That did not happen. We Do Not Give Latvia to Anyone received a great deal of local and international publicity. A local Russian-language newspaper urged authorities to bring charges of incitement against the publisher, and Russia issued a statement harshly condemning the book and what it called a Russophobic hate campaign "in the spirit of Goebbels." At Russia’s prodding, the Council of Europe and the Organization for Security and Co-operation in Europe investigated. Mainstream media condemned it as intolerant, representatives of international organizations suggested the book was in "bad taste," and 30 representatives of nongovernmental organizations and academia addressed an open letter to Latvian politicians urging them to keep distance from racists and implement their social integration policy more vigorously. The furor was sufficient to put the book through three printings and briefly to the top of the bestseller list.

The fuss bewildered the Latvian political elite. The government has enshrined "social integration" as one of its core objectives, and in the wake of earlier disputes with Russia on such issues as barriers to citizenship for ethnic Russians in Latvia, Latvian laws and practices on the treatment of minorities have gradually been brought into line with European norms. In a belated response to outcry over the book, the Latvian prime minister and president issued bland statements of condemnation, and law enforcement authorities carefully reviewed the book but found nothing that constituted incitement under Latvian law.

Russia’s reaction to the book fits a long-running pattern of bad-mouthing Latvia, a pattern that undoubtedly will become more pronounced during the run-up to the November 2002 Prague summit on NATO expansion, as Latvia and the other Baltic nations seek invitations to NATO membership, much to Russia’s distress. Over the last decade, Russian politicians have sought to isolate Latvia internationally, charging it with "gross and systematic human rights violations," "ethnic cleansing," and "apartheid" in its treatment of Latvia’s Russians, which make up 30 percent of the Latvian population. In 1998, Moscow Mayor Yuri Luzhkov even compared Latvia to Cambodia under Pol Pot.

Under President Vladimir Putin, Russia’s rhetoric has grown more subtle but often more invidious. Lately, Russian officials have drawn parallels between Latvia and Macedonia. Russia’s message: Absent a West-imposed "settlement" in Latvia, civil war is possible, or at least, Russians would be justified in using violent tactics. Most outrageously, in the wake of the attack on the World Trade Center and the inauguration of America’s campaign against terrorism, Russian officials have tried to brand Latvia a state that aids and abets terrorism in Chechnya. While some Latvians sympathize with Chechen victims, Latvia has neither the means nor the suicidal inclination to assist anyone struggling against Russia. On the contrary, Latvia has repeatedly reiterated its interest in maintaining good relations with Russia.

● INFORMATION GIVEN
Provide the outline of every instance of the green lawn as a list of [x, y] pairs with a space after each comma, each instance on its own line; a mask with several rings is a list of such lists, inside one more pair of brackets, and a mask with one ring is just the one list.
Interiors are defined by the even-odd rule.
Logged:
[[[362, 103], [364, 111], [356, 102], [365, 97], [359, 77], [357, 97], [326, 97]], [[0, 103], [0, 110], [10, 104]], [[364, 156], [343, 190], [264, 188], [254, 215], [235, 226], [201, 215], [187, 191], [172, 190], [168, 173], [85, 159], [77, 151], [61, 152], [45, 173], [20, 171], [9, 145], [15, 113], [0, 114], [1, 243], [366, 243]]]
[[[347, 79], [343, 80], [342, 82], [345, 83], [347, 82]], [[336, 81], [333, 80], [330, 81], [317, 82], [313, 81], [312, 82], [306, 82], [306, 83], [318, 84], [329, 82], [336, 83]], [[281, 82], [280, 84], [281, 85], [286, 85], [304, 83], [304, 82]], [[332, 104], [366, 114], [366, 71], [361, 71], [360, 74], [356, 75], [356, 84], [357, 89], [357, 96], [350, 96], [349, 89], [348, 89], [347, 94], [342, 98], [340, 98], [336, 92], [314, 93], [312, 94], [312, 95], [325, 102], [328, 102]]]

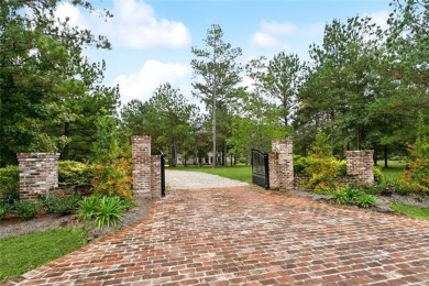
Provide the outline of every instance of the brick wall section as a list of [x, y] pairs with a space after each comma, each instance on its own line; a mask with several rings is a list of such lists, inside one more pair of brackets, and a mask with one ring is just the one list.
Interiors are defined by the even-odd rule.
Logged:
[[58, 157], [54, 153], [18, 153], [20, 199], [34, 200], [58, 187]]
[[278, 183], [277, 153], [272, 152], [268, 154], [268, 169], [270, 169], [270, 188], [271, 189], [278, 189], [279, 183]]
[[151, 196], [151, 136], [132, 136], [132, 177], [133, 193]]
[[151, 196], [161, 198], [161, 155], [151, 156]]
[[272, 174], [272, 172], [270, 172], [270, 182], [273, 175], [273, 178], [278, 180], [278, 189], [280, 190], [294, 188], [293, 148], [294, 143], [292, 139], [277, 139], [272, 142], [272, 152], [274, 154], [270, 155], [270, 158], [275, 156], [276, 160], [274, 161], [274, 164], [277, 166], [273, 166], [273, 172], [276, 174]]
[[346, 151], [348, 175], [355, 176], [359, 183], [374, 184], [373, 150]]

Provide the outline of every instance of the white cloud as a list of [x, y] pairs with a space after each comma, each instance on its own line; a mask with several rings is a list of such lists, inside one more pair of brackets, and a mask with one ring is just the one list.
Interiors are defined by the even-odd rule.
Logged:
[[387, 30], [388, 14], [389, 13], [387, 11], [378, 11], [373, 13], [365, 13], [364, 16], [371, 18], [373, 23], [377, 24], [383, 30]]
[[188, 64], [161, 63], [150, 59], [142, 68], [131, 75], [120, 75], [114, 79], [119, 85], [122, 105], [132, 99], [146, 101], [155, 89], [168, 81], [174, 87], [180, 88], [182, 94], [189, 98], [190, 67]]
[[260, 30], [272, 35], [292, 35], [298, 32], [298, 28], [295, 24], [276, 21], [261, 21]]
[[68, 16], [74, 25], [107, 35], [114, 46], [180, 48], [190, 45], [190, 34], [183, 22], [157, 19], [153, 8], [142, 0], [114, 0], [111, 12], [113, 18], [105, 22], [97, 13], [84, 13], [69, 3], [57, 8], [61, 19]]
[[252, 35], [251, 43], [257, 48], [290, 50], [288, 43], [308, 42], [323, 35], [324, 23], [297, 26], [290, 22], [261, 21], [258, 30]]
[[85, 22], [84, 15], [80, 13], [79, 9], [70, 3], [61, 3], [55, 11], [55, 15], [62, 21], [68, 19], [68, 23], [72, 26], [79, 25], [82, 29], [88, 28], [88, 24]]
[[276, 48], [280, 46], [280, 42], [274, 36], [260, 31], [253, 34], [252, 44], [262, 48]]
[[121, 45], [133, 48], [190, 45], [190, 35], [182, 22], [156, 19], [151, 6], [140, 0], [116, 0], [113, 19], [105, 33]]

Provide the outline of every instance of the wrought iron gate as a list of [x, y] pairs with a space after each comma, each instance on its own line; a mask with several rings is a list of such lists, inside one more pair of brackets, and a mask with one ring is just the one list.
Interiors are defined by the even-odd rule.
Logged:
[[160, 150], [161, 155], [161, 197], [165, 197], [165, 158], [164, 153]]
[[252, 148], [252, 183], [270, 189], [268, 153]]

---

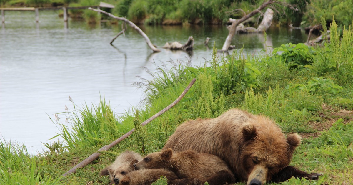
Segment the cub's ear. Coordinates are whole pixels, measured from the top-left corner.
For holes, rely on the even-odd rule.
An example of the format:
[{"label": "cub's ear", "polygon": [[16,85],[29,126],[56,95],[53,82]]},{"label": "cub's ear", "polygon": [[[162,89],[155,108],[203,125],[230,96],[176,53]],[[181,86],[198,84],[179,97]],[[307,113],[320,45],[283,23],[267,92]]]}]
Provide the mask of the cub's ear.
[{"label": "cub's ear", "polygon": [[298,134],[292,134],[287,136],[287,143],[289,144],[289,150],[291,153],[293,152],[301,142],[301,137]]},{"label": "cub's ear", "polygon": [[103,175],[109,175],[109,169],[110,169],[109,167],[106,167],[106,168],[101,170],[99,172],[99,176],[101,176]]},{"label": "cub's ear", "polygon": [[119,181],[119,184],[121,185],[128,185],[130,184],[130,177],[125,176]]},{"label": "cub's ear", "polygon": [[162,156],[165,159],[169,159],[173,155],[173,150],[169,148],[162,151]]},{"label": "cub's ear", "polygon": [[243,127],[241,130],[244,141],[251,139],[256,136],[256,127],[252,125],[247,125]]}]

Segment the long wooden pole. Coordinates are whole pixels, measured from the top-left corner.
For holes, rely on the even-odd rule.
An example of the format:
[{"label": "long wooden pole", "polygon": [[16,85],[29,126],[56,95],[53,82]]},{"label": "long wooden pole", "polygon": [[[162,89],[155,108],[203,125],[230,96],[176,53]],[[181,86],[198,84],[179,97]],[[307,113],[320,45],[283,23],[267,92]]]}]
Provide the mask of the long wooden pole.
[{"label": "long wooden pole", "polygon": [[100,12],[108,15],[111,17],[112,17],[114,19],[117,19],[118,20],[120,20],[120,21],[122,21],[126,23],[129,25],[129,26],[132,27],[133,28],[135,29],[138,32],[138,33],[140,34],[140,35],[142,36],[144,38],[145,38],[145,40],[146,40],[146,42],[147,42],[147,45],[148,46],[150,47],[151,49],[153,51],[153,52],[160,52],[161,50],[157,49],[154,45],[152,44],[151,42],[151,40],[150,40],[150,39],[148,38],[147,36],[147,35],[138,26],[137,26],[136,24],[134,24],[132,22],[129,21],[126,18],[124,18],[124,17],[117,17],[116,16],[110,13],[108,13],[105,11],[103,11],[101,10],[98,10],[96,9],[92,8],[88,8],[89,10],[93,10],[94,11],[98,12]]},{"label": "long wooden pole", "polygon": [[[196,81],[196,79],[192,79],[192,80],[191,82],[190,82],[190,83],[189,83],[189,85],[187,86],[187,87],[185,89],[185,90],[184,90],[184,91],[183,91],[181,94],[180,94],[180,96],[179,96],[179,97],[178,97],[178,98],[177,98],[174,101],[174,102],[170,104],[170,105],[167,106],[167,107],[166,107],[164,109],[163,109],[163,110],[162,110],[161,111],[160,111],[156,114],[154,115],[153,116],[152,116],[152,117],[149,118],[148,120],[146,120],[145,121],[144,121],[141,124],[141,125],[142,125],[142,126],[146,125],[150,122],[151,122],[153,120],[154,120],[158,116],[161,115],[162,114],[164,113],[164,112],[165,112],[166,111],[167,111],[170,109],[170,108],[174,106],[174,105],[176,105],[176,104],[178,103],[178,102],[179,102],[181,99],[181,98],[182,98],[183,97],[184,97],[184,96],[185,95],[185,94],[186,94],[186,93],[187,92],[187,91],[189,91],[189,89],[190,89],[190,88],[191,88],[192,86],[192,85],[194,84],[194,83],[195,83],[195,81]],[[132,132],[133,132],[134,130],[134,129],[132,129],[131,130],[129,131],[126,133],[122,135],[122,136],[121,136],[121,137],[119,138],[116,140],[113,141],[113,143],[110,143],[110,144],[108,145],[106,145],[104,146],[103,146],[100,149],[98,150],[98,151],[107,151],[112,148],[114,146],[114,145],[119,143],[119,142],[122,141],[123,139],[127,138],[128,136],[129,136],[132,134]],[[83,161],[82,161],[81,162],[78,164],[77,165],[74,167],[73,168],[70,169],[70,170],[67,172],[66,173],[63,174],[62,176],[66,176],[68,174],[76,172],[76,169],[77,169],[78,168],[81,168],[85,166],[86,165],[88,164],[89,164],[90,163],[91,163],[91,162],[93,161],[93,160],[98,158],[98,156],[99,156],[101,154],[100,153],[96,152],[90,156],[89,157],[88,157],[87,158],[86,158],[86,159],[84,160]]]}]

● WRITTEN INSTRUCTION 1
Transcribe the passage on Latvia and Russia, starting with "Russia’s reaction to" and going on through "under Pol Pot.".
● WRITTEN INSTRUCTION 2
Pick up the passage on Latvia and Russia right after its last sentence and carry it forward.

● WRITTEN ANSWER 1
Russia’s reaction to the book fits a long-running pattern of bad-mouthing Latvia, a pattern that undoubtedly will become more pronounced during the run-up to the November 2002 Prague summit on NATO expansion, as Latvia and the other Baltic nations seek invitations to NATO membership, much to Russia’s distress. Over the last decade, Russian politicians have sought to isolate Latvia internationally, charging it with "gross and systematic human rights violations," "ethnic cleansing," and "apartheid" in its treatment of Latvia’s Russians, which make up 30 percent of the Latvian population. In 1998, Moscow Mayor Yuri Luzhkov even compared Latvia to Cambodia under Pol Pot.

● WRITTEN ANSWER 2
Most immediately, opposition to NATO expansion underlies Russia’s tactics. If Russia can sow doubts about Latvia’s stability and commitment to Western values, Latvia’s NATO bid will suffer. In the medium term, Russia will also oppose Baltic membership in the EU unless it can get a good deal from the West in exchange for its acquiescence. A wide array of actors in Russia — oil barons included — stand to lose influence when the Balts accede to the EU: There will be less room for influencing economics and politics in the region, higher insurance costs and more stringent environmental controls for raw materials transit, and fewer opportunities to play up the minority card once Latvia is judged to have met EU human rights conditions and its Russian speakers begin to think of themselves as European.

The truth is that NATO and EU membership will benefit Russians in Latvia, and moreover, strengthen Latvia’s relations with Russia. To gain admission to these clubs, Latvia must adhere strictly to European legal standards. Also, a secure and prosperous Latvia will find it increasingly easy to extend a hand toward Russians at home and abroad. Russians in Latvia, for their part, will find it easier to identify with a modernizing, European Latvia. Russia will no longer be tempted to try to isolate Latvia, and more businesslike interstate relations will permit an expansion of cultural and other exchanges. People of Garda’s ilk will undoubtedly continue to make noise, but nobody will pay them much attention, in Latvia or abroad.

Nils Muiznieks is director of the Riga-based Latvian Center for Human Rights and Ethnic Studies, a nongovernmental organization.